=== Begin Enclosure ===

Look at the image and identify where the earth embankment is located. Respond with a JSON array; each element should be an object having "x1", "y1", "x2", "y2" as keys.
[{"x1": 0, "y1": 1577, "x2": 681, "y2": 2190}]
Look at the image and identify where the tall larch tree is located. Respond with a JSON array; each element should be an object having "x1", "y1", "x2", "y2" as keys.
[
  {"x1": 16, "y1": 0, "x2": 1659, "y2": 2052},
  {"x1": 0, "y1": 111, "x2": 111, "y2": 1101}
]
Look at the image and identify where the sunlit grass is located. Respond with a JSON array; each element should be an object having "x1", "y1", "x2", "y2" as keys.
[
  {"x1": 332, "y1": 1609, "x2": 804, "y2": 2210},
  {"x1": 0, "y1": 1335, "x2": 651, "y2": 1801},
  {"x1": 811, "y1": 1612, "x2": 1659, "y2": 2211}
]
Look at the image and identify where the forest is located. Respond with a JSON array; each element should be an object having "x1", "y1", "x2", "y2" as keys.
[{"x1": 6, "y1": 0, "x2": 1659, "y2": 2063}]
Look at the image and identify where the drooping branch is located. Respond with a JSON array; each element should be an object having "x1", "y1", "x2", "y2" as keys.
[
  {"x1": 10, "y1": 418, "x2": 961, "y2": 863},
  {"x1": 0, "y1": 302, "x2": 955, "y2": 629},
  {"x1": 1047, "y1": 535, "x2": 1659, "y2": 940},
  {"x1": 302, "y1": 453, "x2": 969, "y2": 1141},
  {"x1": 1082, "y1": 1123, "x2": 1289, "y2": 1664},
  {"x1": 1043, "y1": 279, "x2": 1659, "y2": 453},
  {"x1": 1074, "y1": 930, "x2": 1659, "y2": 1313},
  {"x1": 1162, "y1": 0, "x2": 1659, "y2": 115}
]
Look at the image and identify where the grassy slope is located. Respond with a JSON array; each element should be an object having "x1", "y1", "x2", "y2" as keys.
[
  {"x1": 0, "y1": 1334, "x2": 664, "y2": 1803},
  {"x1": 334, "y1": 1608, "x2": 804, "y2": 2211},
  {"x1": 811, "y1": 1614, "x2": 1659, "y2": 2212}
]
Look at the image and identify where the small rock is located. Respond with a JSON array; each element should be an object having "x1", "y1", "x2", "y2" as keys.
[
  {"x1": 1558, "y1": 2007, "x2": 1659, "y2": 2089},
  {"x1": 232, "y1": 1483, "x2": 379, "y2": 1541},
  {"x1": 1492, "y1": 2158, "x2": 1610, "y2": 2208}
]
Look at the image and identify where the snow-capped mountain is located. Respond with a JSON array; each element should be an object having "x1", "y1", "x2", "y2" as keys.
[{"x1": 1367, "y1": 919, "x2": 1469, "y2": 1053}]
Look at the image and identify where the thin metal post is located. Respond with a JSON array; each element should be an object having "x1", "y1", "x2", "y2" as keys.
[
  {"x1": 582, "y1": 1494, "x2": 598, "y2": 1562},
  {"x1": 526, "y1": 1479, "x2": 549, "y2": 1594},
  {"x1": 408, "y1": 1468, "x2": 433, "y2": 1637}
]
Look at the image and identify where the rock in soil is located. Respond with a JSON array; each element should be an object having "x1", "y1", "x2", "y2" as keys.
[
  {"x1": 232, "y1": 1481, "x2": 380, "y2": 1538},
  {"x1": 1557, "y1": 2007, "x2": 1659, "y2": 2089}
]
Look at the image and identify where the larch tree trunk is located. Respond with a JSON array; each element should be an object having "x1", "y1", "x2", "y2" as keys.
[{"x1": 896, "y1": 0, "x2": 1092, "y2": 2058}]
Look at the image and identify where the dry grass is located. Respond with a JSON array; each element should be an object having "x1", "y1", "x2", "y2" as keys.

=== End Enclosure ===

Your goal.
An exact transcription of all the entries is needed.

Reply.
Look at the image and identify where the earth embankment is located. Respond with a JSON array; each element should be an object having "x1", "y1", "x2", "y2" as keys.
[{"x1": 0, "y1": 1577, "x2": 681, "y2": 2190}]
Look at the image and identify where the tall larch tree is located. Respond with a JSON array; each element should be an object having "x1", "y1", "x2", "y2" as keys.
[
  {"x1": 16, "y1": 0, "x2": 1659, "y2": 2052},
  {"x1": 0, "y1": 111, "x2": 111, "y2": 1101}
]
Look at the image and identify where the sunlit grass is located. Respond with a JSON array; each element should be an object having "x1", "y1", "x2", "y2" as keys.
[
  {"x1": 332, "y1": 1609, "x2": 804, "y2": 2210},
  {"x1": 0, "y1": 1335, "x2": 651, "y2": 1801},
  {"x1": 811, "y1": 1612, "x2": 1659, "y2": 2211}
]
Look at the image and identify where the forest is located. Respond with a JSON array; each element should be an object having "x1", "y1", "x2", "y2" as keys.
[{"x1": 6, "y1": 0, "x2": 1659, "y2": 2063}]
Look at the image and identify where the drooping branch is located. Respond with a JSON array; each element should be an object having "x1", "y1", "x2", "y2" as keys.
[
  {"x1": 10, "y1": 418, "x2": 961, "y2": 863},
  {"x1": 0, "y1": 302, "x2": 955, "y2": 629},
  {"x1": 1047, "y1": 535, "x2": 1659, "y2": 940},
  {"x1": 302, "y1": 453, "x2": 969, "y2": 1141},
  {"x1": 1082, "y1": 1123, "x2": 1289, "y2": 1664},
  {"x1": 1043, "y1": 279, "x2": 1659, "y2": 453},
  {"x1": 1074, "y1": 930, "x2": 1659, "y2": 1313},
  {"x1": 1162, "y1": 0, "x2": 1659, "y2": 115}
]
Look at the image and identify where the grassy slope is located. Respond with a JSON array; each element should be an object having "x1", "y1", "x2", "y2" as keys.
[
  {"x1": 0, "y1": 1334, "x2": 664, "y2": 1803},
  {"x1": 334, "y1": 1608, "x2": 804, "y2": 2211},
  {"x1": 811, "y1": 1614, "x2": 1659, "y2": 2212}
]
Look at the image and identify where the small rock is located. Respond with a JSON array; each element should be an object having "x1", "y1", "x2", "y2" as keys.
[
  {"x1": 1558, "y1": 2007, "x2": 1659, "y2": 2089},
  {"x1": 232, "y1": 1483, "x2": 379, "y2": 1541},
  {"x1": 1492, "y1": 2158, "x2": 1610, "y2": 2208}
]
Look at the image and identify where the snow-capped mountain is located. Respond with a JSON array; each element should be an object having "x1", "y1", "x2", "y2" as keys.
[{"x1": 1367, "y1": 919, "x2": 1469, "y2": 1053}]
Look at the image and identify where the thin metal post is located. Respond with a JSON array; each element should be an object having "x1", "y1", "x2", "y2" as keys.
[
  {"x1": 582, "y1": 1494, "x2": 598, "y2": 1562},
  {"x1": 526, "y1": 1479, "x2": 549, "y2": 1594},
  {"x1": 408, "y1": 1468, "x2": 433, "y2": 1637}
]
Look at the image and identify where the rock in soil is located. Respond with a JSON array; each element should be an object having "x1", "y1", "x2", "y2" as keys.
[
  {"x1": 232, "y1": 1481, "x2": 380, "y2": 1538},
  {"x1": 1557, "y1": 2007, "x2": 1659, "y2": 2089}
]
Look at the image and identify where the larch tree trunk is located. Respond with a JSON array; each element should be an object having "x1", "y1", "x2", "y2" as keys.
[{"x1": 896, "y1": 0, "x2": 1092, "y2": 2058}]
Look at the image and identify where the dry grass is located. Respond with a JSON array; each element should be an object having "x1", "y1", "x2", "y2" as keys.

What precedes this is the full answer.